REQUIRED WORK: Repeat only the lines below from the one that contains "Formation-chart tagging: label the person in" through the final line, exactly. Omit pictures.
-=-=-
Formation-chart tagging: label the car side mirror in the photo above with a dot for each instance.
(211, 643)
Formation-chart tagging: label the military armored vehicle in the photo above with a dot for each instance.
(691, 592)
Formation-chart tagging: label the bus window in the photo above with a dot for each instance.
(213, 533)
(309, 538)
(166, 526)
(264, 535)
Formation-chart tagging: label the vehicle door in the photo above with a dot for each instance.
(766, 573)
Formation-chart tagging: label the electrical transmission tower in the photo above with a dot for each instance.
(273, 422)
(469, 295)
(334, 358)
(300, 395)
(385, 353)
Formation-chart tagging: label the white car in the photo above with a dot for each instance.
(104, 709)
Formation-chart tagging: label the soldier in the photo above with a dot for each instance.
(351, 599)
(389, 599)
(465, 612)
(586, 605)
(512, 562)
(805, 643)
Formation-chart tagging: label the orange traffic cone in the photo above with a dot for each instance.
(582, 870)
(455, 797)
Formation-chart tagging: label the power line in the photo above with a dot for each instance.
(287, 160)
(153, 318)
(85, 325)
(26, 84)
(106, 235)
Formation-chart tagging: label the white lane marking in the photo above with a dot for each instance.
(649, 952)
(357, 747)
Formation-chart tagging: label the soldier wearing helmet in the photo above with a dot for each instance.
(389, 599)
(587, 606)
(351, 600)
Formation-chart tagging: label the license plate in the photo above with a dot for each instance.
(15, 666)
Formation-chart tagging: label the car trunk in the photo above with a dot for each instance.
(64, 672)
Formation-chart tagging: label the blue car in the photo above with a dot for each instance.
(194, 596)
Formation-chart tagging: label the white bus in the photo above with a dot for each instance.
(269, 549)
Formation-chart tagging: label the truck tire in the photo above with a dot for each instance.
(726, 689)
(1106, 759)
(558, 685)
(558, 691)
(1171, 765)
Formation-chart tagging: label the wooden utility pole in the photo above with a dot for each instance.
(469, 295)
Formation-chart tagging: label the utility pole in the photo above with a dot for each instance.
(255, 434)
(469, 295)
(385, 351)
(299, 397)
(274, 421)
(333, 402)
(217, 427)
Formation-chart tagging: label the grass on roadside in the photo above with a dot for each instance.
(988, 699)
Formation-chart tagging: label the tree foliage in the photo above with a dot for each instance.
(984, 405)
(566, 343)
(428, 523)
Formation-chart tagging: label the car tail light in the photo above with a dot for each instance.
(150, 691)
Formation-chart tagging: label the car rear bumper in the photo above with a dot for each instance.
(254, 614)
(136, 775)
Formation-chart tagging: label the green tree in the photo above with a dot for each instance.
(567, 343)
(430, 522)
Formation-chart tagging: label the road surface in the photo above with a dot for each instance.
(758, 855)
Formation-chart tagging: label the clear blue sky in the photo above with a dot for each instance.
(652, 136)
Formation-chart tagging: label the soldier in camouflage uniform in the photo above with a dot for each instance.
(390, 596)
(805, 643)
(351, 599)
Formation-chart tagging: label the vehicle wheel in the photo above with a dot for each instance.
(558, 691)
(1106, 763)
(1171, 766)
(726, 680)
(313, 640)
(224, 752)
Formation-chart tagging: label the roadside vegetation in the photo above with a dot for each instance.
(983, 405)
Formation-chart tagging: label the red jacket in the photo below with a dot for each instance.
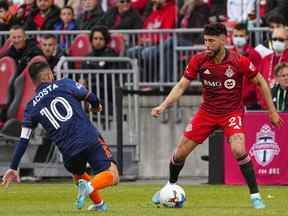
(160, 18)
(249, 89)
(266, 68)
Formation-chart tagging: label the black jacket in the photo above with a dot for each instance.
(51, 19)
(280, 98)
(107, 52)
(53, 60)
(128, 20)
(23, 56)
(88, 19)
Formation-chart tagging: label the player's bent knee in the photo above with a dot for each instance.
(114, 169)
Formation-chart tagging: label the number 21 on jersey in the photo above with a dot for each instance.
(53, 114)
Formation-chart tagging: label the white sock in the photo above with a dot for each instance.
(255, 195)
(90, 188)
(169, 183)
(99, 204)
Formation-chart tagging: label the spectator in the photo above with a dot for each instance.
(240, 38)
(238, 10)
(162, 16)
(66, 22)
(275, 21)
(91, 15)
(280, 90)
(277, 7)
(99, 39)
(22, 12)
(217, 10)
(279, 55)
(139, 5)
(193, 14)
(43, 16)
(52, 53)
(75, 4)
(122, 16)
(22, 51)
(5, 16)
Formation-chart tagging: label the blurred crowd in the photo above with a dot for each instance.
(270, 57)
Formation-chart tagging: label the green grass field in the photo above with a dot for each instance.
(134, 199)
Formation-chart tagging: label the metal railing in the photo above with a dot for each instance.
(119, 72)
(162, 59)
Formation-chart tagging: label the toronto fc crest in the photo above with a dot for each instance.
(229, 72)
(265, 148)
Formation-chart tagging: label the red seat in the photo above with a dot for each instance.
(117, 43)
(7, 71)
(80, 47)
(24, 91)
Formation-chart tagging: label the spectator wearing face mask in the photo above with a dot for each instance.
(280, 90)
(240, 38)
(279, 55)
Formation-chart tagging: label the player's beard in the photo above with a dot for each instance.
(214, 54)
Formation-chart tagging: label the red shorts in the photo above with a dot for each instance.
(204, 123)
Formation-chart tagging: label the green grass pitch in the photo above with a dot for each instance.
(134, 199)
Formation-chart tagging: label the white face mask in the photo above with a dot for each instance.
(278, 46)
(239, 41)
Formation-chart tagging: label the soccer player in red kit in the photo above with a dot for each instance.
(221, 72)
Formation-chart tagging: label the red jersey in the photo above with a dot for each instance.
(222, 83)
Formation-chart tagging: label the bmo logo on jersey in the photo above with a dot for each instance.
(212, 83)
(230, 83)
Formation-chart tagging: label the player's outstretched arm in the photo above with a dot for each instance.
(266, 93)
(173, 96)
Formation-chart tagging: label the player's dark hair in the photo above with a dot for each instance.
(104, 31)
(49, 36)
(280, 67)
(4, 5)
(215, 29)
(36, 68)
(241, 27)
(16, 27)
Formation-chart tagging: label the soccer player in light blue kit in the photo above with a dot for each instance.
(57, 107)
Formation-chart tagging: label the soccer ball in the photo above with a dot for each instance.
(172, 196)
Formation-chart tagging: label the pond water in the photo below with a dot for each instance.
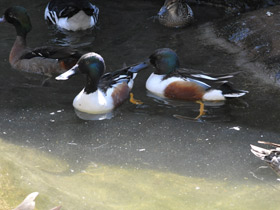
(143, 157)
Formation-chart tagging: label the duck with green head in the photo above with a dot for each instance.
(171, 81)
(46, 60)
(102, 92)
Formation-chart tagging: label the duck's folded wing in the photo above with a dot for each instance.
(111, 78)
(200, 75)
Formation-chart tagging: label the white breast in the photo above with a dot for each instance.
(156, 85)
(79, 21)
(94, 103)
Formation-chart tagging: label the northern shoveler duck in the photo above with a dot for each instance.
(270, 156)
(72, 15)
(103, 92)
(171, 81)
(175, 14)
(29, 203)
(42, 60)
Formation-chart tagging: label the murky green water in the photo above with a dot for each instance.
(144, 157)
(99, 186)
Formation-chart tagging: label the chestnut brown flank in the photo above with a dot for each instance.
(184, 90)
(120, 93)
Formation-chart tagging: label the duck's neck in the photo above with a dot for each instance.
(91, 85)
(17, 50)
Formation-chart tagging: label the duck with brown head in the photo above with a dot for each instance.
(46, 60)
(175, 14)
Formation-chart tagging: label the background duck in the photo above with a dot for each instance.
(175, 13)
(103, 92)
(171, 81)
(29, 203)
(72, 15)
(45, 60)
(270, 156)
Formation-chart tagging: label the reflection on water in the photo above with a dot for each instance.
(98, 186)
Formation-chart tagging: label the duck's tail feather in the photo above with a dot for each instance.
(230, 92)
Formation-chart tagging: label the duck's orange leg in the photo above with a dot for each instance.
(133, 100)
(201, 110)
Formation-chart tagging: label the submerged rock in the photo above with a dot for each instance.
(236, 6)
(29, 203)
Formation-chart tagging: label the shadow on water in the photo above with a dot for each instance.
(143, 157)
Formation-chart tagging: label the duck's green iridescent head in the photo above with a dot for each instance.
(92, 64)
(19, 18)
(164, 60)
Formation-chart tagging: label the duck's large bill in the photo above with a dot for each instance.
(71, 72)
(137, 67)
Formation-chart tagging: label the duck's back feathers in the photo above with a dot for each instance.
(47, 60)
(72, 15)
(52, 52)
(117, 77)
(66, 8)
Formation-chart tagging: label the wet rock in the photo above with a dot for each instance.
(257, 32)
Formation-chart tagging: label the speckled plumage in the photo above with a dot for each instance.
(175, 14)
(270, 156)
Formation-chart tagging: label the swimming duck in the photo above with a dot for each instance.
(29, 204)
(171, 81)
(103, 92)
(42, 60)
(72, 15)
(270, 156)
(175, 14)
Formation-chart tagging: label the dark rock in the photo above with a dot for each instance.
(258, 33)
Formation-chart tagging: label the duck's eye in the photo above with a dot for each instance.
(11, 15)
(170, 4)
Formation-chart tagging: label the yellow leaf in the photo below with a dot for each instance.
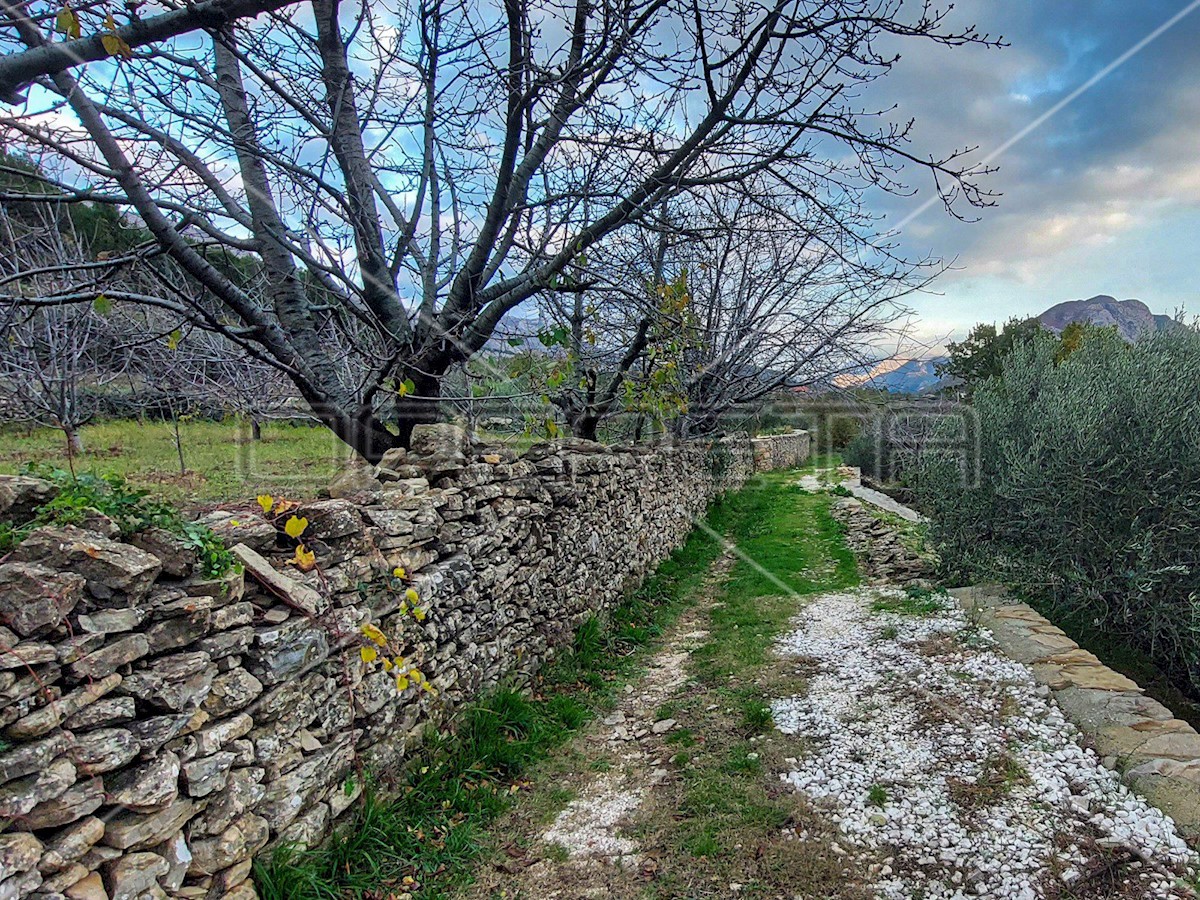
(305, 559)
(66, 22)
(115, 46)
(375, 635)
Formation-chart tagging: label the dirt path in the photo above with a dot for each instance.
(591, 849)
(862, 743)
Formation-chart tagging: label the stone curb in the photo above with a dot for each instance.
(1156, 754)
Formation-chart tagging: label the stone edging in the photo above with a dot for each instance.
(1157, 754)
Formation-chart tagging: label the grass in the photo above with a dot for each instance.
(726, 820)
(424, 833)
(723, 820)
(999, 775)
(222, 462)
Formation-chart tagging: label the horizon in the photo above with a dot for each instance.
(1091, 115)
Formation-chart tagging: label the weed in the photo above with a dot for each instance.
(999, 775)
(81, 497)
(877, 796)
(425, 832)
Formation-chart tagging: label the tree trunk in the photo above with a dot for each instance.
(585, 426)
(420, 407)
(75, 443)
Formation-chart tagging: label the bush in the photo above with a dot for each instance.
(1089, 490)
(131, 510)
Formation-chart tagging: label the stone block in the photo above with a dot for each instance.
(35, 599)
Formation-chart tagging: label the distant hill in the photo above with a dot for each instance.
(895, 375)
(1132, 318)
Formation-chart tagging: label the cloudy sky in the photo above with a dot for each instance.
(1101, 198)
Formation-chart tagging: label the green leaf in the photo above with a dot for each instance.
(66, 22)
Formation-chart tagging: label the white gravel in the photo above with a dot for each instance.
(917, 707)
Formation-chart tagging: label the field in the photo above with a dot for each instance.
(221, 460)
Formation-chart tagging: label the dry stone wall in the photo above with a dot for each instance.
(160, 729)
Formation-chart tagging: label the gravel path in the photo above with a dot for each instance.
(927, 745)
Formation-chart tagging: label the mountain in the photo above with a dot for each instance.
(1132, 318)
(895, 375)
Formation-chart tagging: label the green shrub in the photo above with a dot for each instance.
(1087, 493)
(131, 510)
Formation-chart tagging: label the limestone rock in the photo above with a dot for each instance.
(103, 750)
(148, 786)
(21, 796)
(71, 844)
(179, 682)
(231, 691)
(35, 598)
(241, 527)
(89, 888)
(18, 853)
(288, 649)
(225, 731)
(31, 757)
(208, 774)
(25, 654)
(113, 570)
(292, 592)
(21, 496)
(243, 792)
(131, 876)
(52, 715)
(111, 657)
(106, 712)
(136, 831)
(180, 630)
(178, 559)
(239, 841)
(73, 804)
(357, 478)
(107, 622)
(179, 857)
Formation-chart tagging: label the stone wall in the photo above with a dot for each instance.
(781, 451)
(160, 727)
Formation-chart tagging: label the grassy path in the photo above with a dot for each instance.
(694, 810)
(691, 646)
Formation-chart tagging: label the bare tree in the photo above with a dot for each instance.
(409, 173)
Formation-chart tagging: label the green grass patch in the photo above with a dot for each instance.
(789, 546)
(424, 833)
(221, 460)
(81, 497)
(877, 796)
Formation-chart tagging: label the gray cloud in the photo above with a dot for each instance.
(1114, 168)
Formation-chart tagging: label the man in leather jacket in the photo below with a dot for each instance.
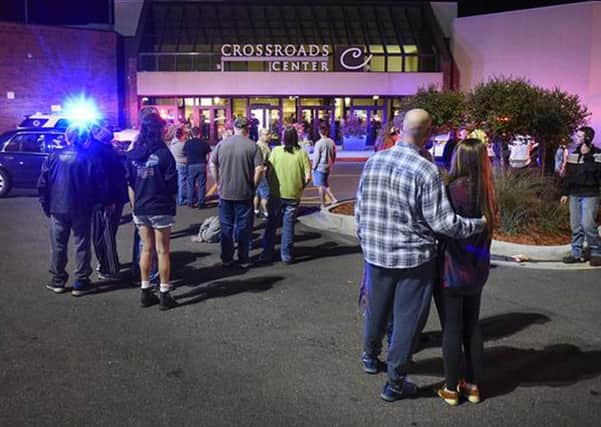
(69, 186)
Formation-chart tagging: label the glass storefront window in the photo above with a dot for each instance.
(412, 59)
(239, 107)
(289, 110)
(314, 102)
(363, 101)
(377, 63)
(262, 100)
(395, 63)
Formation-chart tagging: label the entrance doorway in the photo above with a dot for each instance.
(312, 117)
(211, 121)
(371, 118)
(264, 117)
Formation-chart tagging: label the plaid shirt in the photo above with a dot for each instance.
(401, 204)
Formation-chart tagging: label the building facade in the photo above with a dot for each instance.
(345, 63)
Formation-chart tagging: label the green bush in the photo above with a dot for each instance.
(513, 193)
(525, 200)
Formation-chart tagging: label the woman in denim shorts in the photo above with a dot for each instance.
(152, 178)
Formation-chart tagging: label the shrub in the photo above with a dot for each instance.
(513, 194)
(526, 200)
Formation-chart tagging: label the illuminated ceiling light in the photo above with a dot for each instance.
(81, 110)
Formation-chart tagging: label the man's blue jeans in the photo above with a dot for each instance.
(197, 173)
(406, 293)
(583, 217)
(236, 214)
(182, 181)
(284, 210)
(60, 229)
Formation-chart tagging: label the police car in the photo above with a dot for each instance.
(22, 152)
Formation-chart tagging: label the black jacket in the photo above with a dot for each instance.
(71, 183)
(583, 174)
(152, 174)
(114, 172)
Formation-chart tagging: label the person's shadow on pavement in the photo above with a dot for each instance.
(493, 328)
(507, 368)
(224, 288)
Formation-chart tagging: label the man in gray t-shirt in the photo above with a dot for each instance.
(324, 156)
(237, 167)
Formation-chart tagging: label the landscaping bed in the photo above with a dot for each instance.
(531, 236)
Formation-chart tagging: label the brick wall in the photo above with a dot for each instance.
(43, 65)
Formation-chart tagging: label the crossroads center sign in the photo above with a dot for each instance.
(302, 58)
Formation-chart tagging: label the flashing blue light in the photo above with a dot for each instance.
(81, 110)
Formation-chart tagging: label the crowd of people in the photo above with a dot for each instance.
(84, 188)
(423, 235)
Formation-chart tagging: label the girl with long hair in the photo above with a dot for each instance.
(152, 178)
(465, 266)
(289, 173)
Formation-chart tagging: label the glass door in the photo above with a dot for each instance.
(314, 117)
(265, 117)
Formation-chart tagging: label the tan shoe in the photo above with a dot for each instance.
(449, 396)
(469, 391)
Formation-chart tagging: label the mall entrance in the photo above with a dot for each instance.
(357, 120)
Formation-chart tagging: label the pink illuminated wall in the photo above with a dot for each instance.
(551, 46)
(265, 83)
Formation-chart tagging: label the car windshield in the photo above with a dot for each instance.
(5, 137)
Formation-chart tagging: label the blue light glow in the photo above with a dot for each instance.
(81, 110)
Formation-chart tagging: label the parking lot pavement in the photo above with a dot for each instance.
(272, 346)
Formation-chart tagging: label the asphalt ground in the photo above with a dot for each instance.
(273, 346)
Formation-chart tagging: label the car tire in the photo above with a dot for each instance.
(5, 183)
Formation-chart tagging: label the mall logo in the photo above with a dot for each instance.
(350, 59)
(302, 58)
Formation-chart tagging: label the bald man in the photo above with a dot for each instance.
(401, 206)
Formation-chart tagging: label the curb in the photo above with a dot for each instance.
(540, 257)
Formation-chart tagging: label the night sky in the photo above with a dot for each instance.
(81, 12)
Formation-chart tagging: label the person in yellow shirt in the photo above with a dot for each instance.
(289, 173)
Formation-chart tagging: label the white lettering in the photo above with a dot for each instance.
(248, 50)
(226, 50)
(290, 50)
(355, 53)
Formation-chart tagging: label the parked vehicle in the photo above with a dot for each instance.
(22, 153)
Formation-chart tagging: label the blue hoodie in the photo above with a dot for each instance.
(152, 174)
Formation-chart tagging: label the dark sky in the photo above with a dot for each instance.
(468, 8)
(80, 12)
(57, 12)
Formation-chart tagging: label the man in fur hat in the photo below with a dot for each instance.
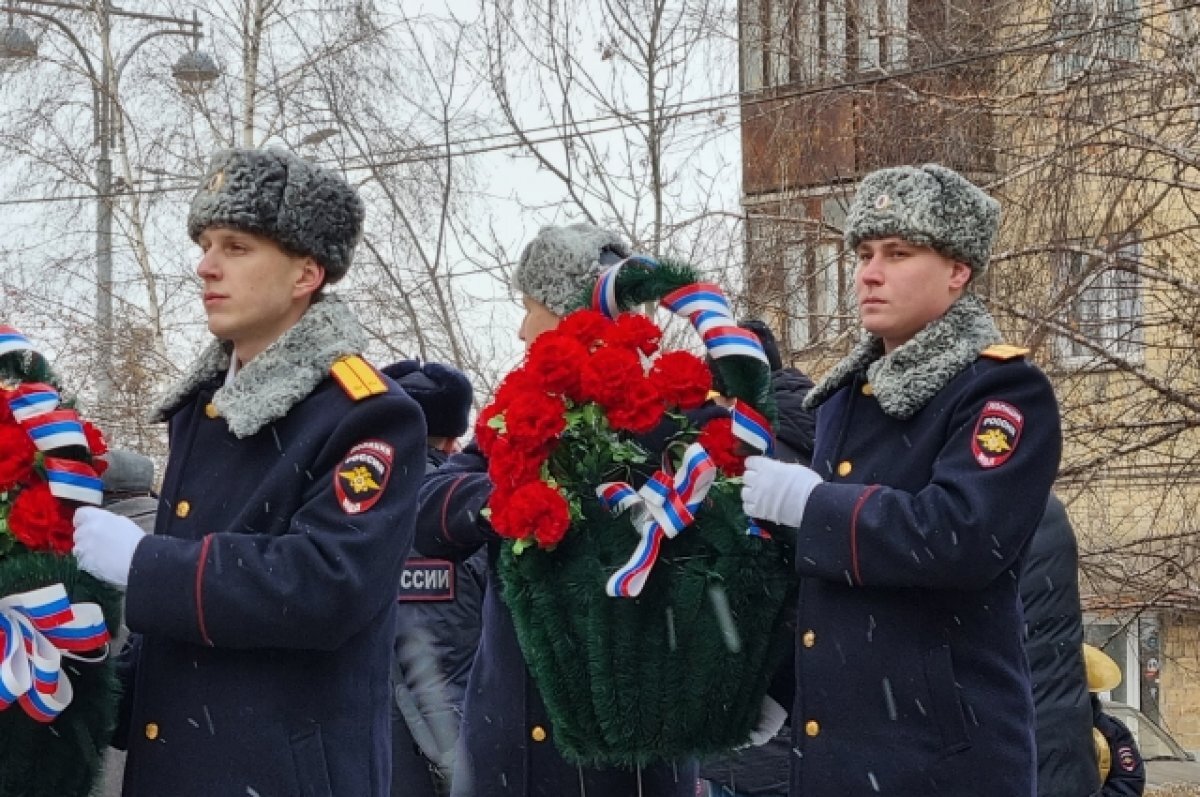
(507, 748)
(439, 607)
(263, 606)
(935, 453)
-=-=-
FULL SOLUTION:
Formation-chart tagging: label the person in yellow shirt in the photo above with a dot for each instance.
(289, 173)
Formation-chart tagging: label the white lettering in the photo above with a dot for each instance.
(248, 50)
(226, 50)
(290, 50)
(355, 53)
Formation-chart tagging: label the parked vehicle in the photo above with a dot for each instance.
(22, 153)
Formation-chart tagging: label the blue hoodie in the photo above with a dot for each instance.
(152, 174)
Formation-chart tagging: label the dark sky in the photo above with a dot for each instance.
(468, 8)
(80, 12)
(57, 12)
Formation-chart tagging: label the man in fur hat in the photo below with a dot for each instance.
(507, 748)
(439, 607)
(263, 606)
(935, 453)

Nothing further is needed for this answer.